**Text segment**
--------------------
Friday, October 22, 2010

Bike Riding

In an effort to stave off fat-bastardness and to get in a little better shape I have started riding my bike to work. Before you get too impressed you should know that I live two miles from work so my ride each way is around 15 minutes. This is not much of a bike ride but it has got to be better for you than driving your car while guzzling a Mountain Dew.

What I do enjoy about the ride other than the energy it gives me to start my day is how being on a bike or walking allows you to interact more intimately with your neighborhood. In cars people stare straight ahead or into their handheld device. Biking to work is like camping. You and the rest of the tiny percentage not whizzing by in cars can say hello to each other and are at the mercy of the elements. Or, if you are fixing to pass a walker on on you bike while sidewalk riding, you interact with them by saying, “On your left!” and then they move.

It can also be a lot of fun. I’m a sidwalk rider so I get to jump curbs, zoom around pedestrians, duck under low lying branches and ride down the brick sidewalk that goes around the Southpark Mall. But it’s not all fun and games, bike riding or walking in Charlotte, NC can get a little hairy.

I am a sidewalk bicyclist because riding your bike on the road in Charlotte is akin to drinking products from under the sink, eventually you are going to end up in the hospital. Also, if you ride in the street you have to keep your speed up so you are more in sync with traffic. I don’t go that fast. I am a casual sidewalk rider, I don’t wear spandex pants and special shoes or own a $2,000 road bike and, because I am a child of the seventies, I don’t wear a helmet. I have a Fuji Sunfire that’s over five years old that cost me $200. I’ll be on the sidewalk taking it nice and easy, thank you. When I want to hang it out a bit I ride in my neighborhood where I can ride on nice wide streets and the motorized vehicles are going 25 mph not 50.

The most dangerous aspect of using the sidewalk as a pedestrian or a bike rider is that in Charlotte the lines at intersections are taken by drivers as a suggestion. The consistency that I have to detour around a car parked in the crosswalk is shocking. What is especially humorous is that once they are parked on that crosswalk the pedestrian becomes invisible. They won’t look at you and become quite self absorbed when you are moving out into traffic to move around the hood of their car. I didn’t properly appreciate how insanely dangerous it is to be using any other mode other than a personal car in Charlotte until I walked in Charleston, SC. A Charlottean doesn’t know how to respond when a driver stops before a crosswalk and waves a pedestrian across. It happens all day in Charleston. When it happens here you become suspicious that the driver may have had a bad day at work and he’s looking for a pedestrian to send airborne.
--------------------
**What is being asked**
Transcribe the part of the bike-riding post that begins at the words "What I do enjoy" and stops after "then they move.". The entries that follow have nothing to do with the text above.

**Information supplied**
--------------------
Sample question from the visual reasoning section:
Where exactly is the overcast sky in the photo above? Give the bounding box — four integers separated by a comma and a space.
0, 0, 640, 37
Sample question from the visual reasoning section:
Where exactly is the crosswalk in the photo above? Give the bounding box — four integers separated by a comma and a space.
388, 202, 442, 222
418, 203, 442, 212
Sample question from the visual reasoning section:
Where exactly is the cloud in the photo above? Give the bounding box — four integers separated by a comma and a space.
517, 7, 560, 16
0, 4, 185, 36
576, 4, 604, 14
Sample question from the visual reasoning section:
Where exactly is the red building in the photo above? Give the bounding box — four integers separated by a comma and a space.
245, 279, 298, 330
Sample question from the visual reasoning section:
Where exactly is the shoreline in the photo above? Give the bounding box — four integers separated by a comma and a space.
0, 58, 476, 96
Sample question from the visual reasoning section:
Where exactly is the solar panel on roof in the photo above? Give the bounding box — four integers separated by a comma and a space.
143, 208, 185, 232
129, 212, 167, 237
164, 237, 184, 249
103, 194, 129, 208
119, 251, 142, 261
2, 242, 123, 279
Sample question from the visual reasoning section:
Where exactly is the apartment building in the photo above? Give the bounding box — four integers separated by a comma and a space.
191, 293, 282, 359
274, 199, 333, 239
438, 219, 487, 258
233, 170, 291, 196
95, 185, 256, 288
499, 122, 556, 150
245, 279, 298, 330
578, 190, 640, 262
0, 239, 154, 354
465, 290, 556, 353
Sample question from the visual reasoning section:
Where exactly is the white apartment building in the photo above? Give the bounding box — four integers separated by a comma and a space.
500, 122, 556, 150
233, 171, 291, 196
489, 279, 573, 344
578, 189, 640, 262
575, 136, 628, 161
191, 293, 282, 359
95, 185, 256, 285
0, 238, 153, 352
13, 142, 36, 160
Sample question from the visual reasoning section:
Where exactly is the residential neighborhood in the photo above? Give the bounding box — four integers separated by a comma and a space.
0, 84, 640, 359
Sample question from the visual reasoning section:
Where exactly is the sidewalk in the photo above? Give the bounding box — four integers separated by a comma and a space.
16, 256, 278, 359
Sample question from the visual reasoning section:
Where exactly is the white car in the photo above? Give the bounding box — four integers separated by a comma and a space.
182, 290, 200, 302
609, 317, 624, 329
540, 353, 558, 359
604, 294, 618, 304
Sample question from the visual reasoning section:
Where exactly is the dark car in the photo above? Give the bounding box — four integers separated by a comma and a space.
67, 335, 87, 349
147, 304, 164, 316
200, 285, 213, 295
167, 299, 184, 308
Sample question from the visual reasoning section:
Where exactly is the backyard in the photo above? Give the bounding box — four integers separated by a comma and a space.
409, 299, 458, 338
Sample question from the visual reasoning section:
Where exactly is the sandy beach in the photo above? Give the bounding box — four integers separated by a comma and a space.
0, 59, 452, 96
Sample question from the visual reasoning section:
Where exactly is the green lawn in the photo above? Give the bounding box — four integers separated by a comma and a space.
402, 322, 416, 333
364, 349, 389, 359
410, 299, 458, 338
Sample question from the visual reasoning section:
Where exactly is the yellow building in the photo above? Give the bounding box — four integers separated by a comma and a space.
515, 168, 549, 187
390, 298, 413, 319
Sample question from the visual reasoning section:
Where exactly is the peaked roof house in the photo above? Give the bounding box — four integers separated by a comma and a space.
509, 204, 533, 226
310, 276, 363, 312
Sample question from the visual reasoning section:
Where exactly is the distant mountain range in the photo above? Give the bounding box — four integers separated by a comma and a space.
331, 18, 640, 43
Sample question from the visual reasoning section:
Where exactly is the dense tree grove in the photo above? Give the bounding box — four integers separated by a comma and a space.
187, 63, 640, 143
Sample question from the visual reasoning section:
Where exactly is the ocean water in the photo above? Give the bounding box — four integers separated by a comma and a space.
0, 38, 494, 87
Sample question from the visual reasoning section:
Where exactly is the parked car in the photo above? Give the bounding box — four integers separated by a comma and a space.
--------------------
**Reply**
What I do enjoy about the ride other than the energy it gives me to start my day is how being on a bike or walking allows you to interact more intimately with your neighborhood. In cars people stare straight ahead or into their handheld device. Biking to work is like camping. You and the rest of the tiny percentage not whizzing by in cars can say hello to each other and are at the mercy of the elements. Or, if you are fixing to pass a walker on on you bike while sidewalk riding, you interact with them by saying, “On your left!” and then they move.